:: WRITTEN REQUEST ::
Exactly the lines from the one containing "the woman's arm" through the end of the data below are to be reproduced, and nothing besides them.

:: MATERIAL FOR THIS TASK ::
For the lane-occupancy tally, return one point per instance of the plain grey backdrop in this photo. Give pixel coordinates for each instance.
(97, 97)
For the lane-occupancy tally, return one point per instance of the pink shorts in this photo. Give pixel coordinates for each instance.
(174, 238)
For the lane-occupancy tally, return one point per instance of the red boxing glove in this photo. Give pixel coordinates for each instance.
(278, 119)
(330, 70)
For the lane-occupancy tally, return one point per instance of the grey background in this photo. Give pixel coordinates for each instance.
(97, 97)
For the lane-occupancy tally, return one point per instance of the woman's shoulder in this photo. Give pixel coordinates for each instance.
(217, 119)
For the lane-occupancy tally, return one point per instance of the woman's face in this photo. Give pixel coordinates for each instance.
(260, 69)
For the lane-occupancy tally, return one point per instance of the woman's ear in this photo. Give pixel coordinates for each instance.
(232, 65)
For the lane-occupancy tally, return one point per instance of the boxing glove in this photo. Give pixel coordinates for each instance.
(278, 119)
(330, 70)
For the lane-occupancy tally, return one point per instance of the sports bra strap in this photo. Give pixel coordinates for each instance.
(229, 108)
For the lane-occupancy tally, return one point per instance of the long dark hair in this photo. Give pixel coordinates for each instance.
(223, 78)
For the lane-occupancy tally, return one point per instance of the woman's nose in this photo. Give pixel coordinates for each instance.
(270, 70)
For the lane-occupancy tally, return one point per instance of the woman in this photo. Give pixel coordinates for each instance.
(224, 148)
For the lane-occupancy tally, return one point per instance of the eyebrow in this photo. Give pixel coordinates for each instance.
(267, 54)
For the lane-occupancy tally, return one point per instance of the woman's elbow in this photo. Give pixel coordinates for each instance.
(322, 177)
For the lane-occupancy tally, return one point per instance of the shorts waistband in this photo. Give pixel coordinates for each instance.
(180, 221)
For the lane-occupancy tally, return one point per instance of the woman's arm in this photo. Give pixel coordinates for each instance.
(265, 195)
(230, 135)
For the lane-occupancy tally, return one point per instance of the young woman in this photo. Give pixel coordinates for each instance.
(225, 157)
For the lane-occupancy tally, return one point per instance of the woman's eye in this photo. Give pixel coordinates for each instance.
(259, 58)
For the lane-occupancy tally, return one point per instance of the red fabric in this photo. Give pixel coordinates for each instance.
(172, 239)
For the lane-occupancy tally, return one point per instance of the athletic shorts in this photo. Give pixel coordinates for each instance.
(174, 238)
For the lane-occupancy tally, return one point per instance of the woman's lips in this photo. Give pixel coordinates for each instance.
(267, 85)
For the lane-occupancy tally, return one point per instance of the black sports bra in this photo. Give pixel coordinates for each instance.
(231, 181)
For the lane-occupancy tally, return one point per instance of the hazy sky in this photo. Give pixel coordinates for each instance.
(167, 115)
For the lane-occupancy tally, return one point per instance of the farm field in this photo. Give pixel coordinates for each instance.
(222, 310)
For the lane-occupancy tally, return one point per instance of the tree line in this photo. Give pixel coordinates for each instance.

:: COMPLETE RESPONSE ::
For the lane-occupancy tally, return one point per instance of the woman's arm in this photo. Give pixel coordinates for each instance.
(265, 195)
(230, 135)
For the lane-occupancy tally, return one point per instance of the young woman in this photo. Give pixel coordinates for each instance.
(225, 157)
For the lane-occupancy tally, return one point per instance of the woman's eye in this photo. Give pixel coordinates for each instance.
(259, 58)
For the lane-occupancy tally, return one point per instance of the red fabric in this photo. Give pixel coordinates for each instance.
(172, 239)
For the lane-occupancy tally, return one point per instance of the athletic shorts in this photo. Give pixel coordinates for each instance.
(174, 238)
For the lane-occupancy tally, return one point per instance of the woman's lips in this photo. Give pixel coordinates for each instance.
(267, 85)
For the lane-occupancy tally, return one point per instance of the black sports bra in this photo. Give pixel coordinates for each instance.
(231, 181)
For the lane-occupancy tally, return one point per instance of the hazy sky in this photo. Give pixel coordinates for each instance.
(167, 115)
For the lane-occupancy tally, return one point per instance of the farm field in this photo. Give pixel coordinates for each instance.
(222, 310)
For the lane-occupancy tally, return one point per instance of the tree line in this photo. Give pixel coordinates for each instance.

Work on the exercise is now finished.